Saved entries
[Start of Attachment]

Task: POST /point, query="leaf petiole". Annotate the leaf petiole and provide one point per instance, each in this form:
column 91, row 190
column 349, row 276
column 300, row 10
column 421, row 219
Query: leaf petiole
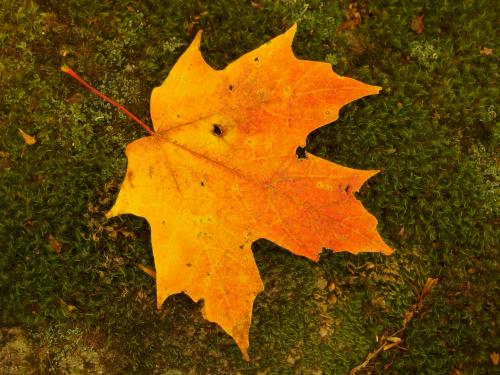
column 70, row 72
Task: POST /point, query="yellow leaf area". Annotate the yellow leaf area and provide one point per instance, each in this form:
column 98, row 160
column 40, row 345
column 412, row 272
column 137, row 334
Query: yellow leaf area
column 221, row 172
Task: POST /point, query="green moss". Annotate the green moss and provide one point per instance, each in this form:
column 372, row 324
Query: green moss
column 433, row 131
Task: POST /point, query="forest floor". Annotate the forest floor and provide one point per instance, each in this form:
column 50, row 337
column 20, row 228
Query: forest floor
column 72, row 299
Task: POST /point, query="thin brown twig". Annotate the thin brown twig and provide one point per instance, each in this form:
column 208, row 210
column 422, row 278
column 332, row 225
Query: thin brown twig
column 393, row 340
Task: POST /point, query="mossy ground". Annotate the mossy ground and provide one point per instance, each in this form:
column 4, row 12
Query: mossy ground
column 433, row 131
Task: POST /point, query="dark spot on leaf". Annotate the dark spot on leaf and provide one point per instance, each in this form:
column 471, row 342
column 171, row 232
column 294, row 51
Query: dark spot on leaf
column 301, row 152
column 217, row 130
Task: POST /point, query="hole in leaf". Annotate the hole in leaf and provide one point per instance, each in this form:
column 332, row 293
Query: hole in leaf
column 217, row 130
column 301, row 152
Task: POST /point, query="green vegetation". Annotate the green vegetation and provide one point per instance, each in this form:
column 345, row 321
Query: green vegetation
column 433, row 131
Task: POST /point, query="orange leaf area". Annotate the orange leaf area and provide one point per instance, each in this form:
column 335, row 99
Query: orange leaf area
column 221, row 171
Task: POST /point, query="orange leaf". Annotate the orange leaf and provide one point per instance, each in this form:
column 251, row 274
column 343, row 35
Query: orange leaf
column 221, row 171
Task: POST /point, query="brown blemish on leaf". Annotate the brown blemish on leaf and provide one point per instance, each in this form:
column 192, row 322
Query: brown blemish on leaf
column 258, row 188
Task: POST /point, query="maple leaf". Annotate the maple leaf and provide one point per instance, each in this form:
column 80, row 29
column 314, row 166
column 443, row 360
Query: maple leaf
column 221, row 171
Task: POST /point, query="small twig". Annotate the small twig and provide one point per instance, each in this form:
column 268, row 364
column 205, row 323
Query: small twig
column 69, row 71
column 392, row 341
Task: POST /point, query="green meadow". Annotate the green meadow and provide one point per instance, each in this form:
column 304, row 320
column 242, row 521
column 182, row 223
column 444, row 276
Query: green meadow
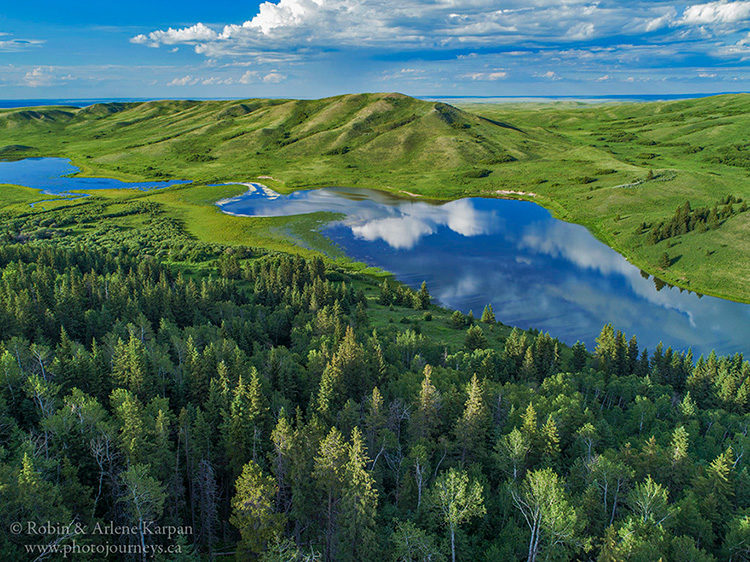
column 618, row 169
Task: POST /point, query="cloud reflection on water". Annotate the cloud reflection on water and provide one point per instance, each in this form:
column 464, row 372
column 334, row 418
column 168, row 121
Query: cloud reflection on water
column 536, row 271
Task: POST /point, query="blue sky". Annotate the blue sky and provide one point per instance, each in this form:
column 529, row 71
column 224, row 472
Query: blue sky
column 313, row 48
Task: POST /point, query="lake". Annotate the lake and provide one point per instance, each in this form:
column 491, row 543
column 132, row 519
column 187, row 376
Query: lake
column 535, row 270
column 54, row 177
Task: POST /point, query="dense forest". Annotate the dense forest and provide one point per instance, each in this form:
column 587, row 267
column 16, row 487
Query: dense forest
column 224, row 401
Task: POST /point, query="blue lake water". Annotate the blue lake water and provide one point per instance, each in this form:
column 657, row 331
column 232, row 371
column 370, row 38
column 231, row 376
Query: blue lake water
column 537, row 271
column 53, row 176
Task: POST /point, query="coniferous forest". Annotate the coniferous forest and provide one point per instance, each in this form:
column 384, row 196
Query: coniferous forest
column 232, row 402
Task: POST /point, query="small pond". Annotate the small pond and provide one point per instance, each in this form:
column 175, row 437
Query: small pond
column 537, row 271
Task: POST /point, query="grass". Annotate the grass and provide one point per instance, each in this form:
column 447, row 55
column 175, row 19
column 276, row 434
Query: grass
column 574, row 158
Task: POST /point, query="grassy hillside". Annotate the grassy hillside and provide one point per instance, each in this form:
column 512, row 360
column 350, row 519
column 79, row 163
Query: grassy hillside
column 610, row 167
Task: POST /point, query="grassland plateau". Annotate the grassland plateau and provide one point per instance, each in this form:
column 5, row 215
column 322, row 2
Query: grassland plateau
column 625, row 171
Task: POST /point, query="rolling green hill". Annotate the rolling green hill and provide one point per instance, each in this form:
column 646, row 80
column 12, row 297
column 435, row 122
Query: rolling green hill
column 619, row 169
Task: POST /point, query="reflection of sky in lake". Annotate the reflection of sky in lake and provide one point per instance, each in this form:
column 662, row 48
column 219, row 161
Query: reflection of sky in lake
column 52, row 176
column 535, row 270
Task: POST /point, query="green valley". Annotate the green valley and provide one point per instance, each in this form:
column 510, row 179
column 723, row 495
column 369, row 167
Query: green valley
column 610, row 167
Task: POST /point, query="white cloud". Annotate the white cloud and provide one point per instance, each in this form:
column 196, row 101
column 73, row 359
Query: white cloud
column 497, row 75
column 304, row 25
column 549, row 75
column 193, row 34
column 717, row 13
column 581, row 31
column 45, row 76
column 15, row 45
column 254, row 77
column 184, row 81
column 274, row 77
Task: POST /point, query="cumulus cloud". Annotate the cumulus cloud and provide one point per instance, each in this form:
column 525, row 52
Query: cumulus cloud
column 10, row 45
column 587, row 38
column 193, row 34
column 497, row 75
column 45, row 76
column 549, row 75
column 183, row 81
column 717, row 12
column 291, row 25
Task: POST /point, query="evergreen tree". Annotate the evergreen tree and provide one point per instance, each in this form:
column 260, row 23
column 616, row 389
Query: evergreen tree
column 358, row 506
column 552, row 520
column 458, row 500
column 253, row 510
column 488, row 315
column 472, row 426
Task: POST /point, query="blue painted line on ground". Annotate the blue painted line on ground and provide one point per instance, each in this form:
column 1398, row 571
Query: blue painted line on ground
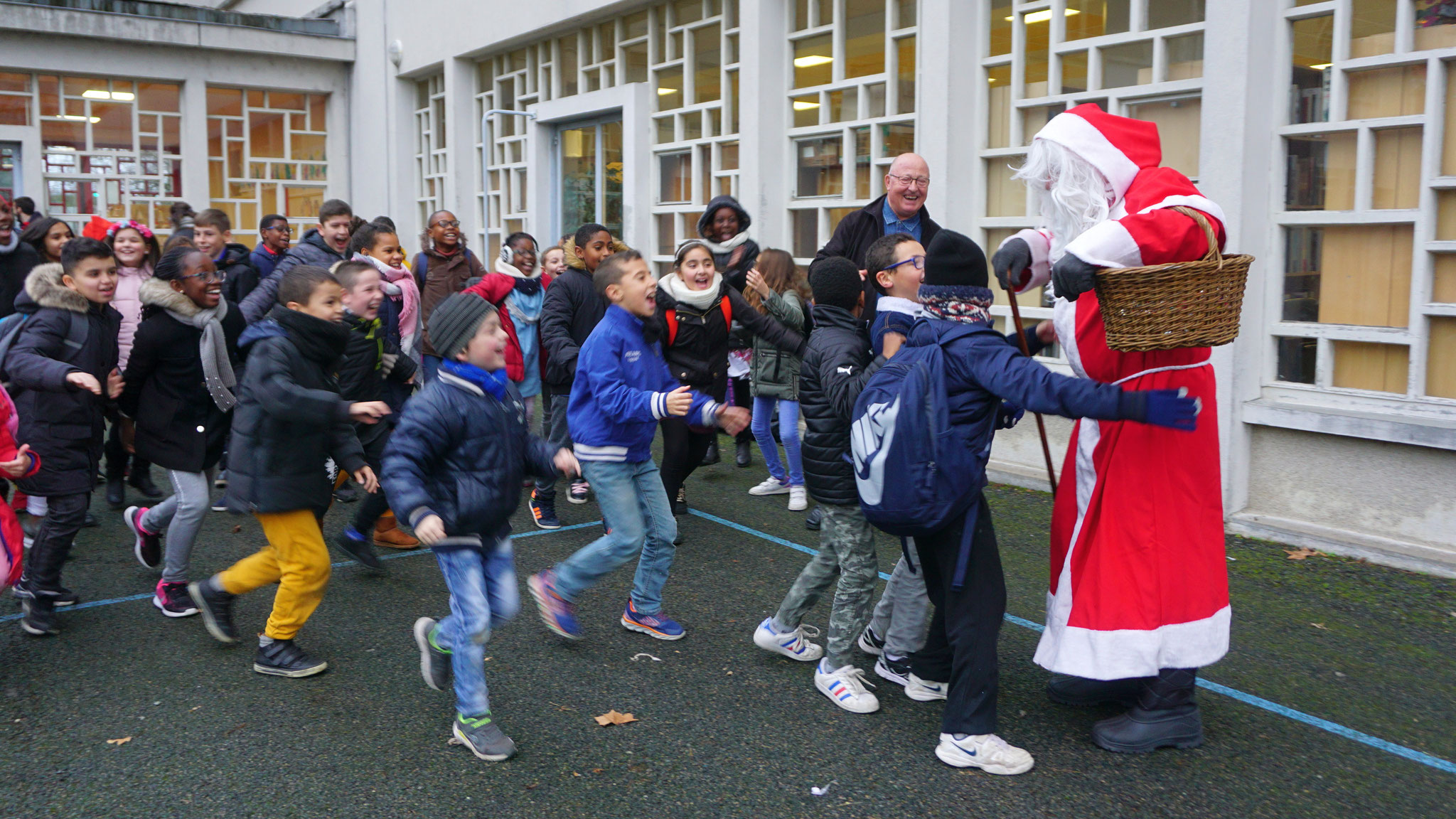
column 341, row 564
column 1218, row 688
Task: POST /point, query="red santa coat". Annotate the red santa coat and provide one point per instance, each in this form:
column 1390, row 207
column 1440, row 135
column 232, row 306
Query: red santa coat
column 1138, row 569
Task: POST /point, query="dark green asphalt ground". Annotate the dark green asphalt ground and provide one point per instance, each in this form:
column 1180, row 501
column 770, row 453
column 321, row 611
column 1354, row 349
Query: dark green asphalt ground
column 725, row 729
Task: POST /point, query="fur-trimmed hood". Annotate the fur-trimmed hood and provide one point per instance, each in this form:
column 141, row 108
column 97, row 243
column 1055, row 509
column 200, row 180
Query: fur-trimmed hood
column 159, row 294
column 46, row 289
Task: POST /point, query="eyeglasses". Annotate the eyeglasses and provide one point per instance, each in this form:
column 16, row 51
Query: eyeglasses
column 911, row 181
column 916, row 261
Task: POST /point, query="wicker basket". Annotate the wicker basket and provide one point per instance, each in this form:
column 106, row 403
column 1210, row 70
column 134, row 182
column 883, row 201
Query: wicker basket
column 1167, row 306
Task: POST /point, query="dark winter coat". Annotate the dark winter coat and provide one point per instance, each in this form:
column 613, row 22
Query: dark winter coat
column 178, row 423
column 311, row 250
column 461, row 454
column 15, row 266
column 239, row 274
column 290, row 417
column 361, row 375
column 836, row 368
column 858, row 230
column 63, row 424
column 441, row 277
column 698, row 355
column 737, row 273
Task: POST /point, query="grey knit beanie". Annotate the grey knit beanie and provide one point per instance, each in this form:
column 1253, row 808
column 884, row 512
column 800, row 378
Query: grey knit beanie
column 455, row 321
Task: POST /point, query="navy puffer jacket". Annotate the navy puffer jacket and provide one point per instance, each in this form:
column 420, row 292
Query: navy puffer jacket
column 461, row 454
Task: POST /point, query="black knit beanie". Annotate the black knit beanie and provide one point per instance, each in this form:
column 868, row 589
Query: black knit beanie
column 954, row 259
column 455, row 321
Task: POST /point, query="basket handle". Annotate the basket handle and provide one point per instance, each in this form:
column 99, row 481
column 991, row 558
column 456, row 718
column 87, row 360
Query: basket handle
column 1214, row 255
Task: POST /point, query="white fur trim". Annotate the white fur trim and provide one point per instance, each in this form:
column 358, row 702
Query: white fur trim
column 1081, row 137
column 1107, row 245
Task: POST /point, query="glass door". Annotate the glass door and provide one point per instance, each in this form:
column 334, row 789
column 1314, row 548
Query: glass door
column 589, row 166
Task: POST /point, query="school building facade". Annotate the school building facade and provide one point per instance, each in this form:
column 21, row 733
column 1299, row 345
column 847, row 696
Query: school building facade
column 1325, row 129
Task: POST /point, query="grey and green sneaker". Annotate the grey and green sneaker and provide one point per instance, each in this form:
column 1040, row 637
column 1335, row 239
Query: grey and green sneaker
column 434, row 662
column 483, row 738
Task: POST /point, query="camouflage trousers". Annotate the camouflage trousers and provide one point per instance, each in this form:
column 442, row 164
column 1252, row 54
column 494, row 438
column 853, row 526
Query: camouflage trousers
column 846, row 550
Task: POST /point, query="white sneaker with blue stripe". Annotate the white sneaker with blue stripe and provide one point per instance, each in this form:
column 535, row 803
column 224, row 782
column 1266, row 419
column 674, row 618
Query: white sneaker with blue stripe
column 793, row 645
column 846, row 688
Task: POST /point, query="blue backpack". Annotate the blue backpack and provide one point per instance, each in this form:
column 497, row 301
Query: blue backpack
column 915, row 471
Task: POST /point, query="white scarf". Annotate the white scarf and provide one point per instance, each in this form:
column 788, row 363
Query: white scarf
column 727, row 247
column 698, row 299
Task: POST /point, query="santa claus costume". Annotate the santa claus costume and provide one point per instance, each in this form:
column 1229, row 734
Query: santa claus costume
column 1139, row 594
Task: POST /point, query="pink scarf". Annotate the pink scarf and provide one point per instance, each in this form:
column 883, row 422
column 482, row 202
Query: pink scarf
column 408, row 298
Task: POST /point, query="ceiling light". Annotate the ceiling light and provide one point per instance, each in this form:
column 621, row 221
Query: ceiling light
column 1043, row 16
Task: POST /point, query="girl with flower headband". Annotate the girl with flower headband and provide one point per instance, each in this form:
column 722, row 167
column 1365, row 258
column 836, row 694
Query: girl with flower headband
column 136, row 250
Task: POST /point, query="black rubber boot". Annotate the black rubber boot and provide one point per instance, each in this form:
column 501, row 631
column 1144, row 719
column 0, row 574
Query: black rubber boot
column 1085, row 692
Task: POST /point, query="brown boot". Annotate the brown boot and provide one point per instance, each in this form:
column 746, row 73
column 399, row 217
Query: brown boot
column 390, row 537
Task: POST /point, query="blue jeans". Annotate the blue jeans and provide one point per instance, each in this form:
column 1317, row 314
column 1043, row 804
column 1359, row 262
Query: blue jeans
column 788, row 434
column 482, row 598
column 633, row 506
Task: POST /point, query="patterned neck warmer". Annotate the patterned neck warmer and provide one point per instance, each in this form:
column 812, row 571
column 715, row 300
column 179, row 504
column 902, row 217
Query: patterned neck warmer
column 963, row 304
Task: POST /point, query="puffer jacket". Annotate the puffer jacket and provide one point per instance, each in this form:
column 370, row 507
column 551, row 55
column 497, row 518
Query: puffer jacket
column 311, row 250
column 737, row 274
column 776, row 372
column 290, row 417
column 63, row 424
column 571, row 312
column 178, row 423
column 461, row 454
column 129, row 304
column 836, row 368
column 698, row 355
column 440, row 277
column 361, row 373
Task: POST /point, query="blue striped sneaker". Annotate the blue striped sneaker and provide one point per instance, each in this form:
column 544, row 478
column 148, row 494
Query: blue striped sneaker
column 846, row 688
column 788, row 643
column 653, row 626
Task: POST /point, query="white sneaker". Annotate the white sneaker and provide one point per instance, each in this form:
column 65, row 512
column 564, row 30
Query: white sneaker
column 922, row 690
column 793, row 645
column 798, row 500
column 985, row 751
column 771, row 487
column 846, row 688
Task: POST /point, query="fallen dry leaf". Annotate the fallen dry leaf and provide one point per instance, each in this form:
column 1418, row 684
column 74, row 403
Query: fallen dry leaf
column 615, row 719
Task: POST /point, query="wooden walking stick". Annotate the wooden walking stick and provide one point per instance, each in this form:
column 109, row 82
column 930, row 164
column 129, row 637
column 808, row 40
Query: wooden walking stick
column 1042, row 426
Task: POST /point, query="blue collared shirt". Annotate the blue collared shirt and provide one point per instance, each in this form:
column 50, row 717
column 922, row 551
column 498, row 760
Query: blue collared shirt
column 896, row 225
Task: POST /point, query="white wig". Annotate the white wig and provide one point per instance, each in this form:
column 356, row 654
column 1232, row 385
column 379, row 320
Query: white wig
column 1071, row 193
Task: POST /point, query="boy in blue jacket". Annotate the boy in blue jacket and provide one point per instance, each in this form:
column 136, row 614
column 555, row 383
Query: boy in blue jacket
column 622, row 390
column 455, row 466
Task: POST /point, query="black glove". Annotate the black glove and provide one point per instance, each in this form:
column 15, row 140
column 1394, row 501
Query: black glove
column 1072, row 277
column 1012, row 258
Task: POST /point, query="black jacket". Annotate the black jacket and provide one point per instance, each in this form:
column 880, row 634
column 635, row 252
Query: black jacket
column 858, row 230
column 62, row 423
column 15, row 266
column 311, row 250
column 240, row 277
column 361, row 375
column 569, row 312
column 836, row 368
column 178, row 423
column 290, row 417
column 698, row 355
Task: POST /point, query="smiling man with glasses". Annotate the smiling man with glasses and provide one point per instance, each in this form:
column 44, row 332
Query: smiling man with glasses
column 900, row 210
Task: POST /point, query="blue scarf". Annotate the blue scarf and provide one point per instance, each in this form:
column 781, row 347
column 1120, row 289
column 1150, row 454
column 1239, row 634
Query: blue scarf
column 493, row 382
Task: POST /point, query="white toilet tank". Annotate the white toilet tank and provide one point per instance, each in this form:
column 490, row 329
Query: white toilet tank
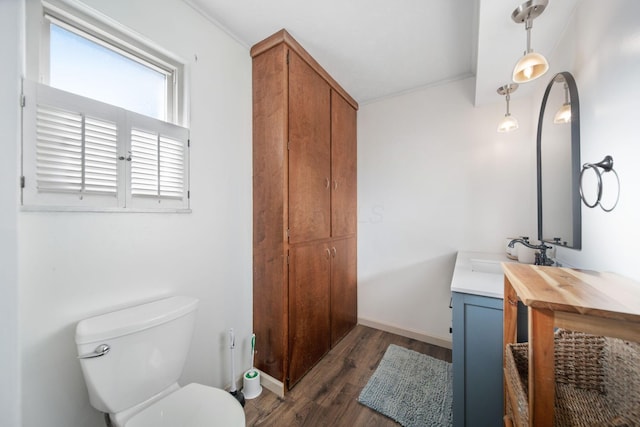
column 148, row 345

[End of Attachment]

Copy exactly the stretch of data above from the line with "column 422, row 278" through the line with "column 332, row 293", and omit all other lines.

● **Completed task**:
column 422, row 278
column 332, row 225
Query: thin brown twig
column 393, row 340
Task: POST /point, query="mossy ground". Annotate the mossy ground and provide one point per instance, each in this form:
column 4, row 12
Query: mossy ground
column 433, row 131
Task: POST /point, query="dark spot on leaf". Annotate the dark spot on leaf and provide one point per instance, each in this form:
column 471, row 342
column 171, row 232
column 294, row 51
Query: dark spot on leaf
column 301, row 152
column 217, row 130
Task: POST /point, query="hole in leaf". Annotate the hole in leaf and provide one point per instance, each in this form:
column 332, row 293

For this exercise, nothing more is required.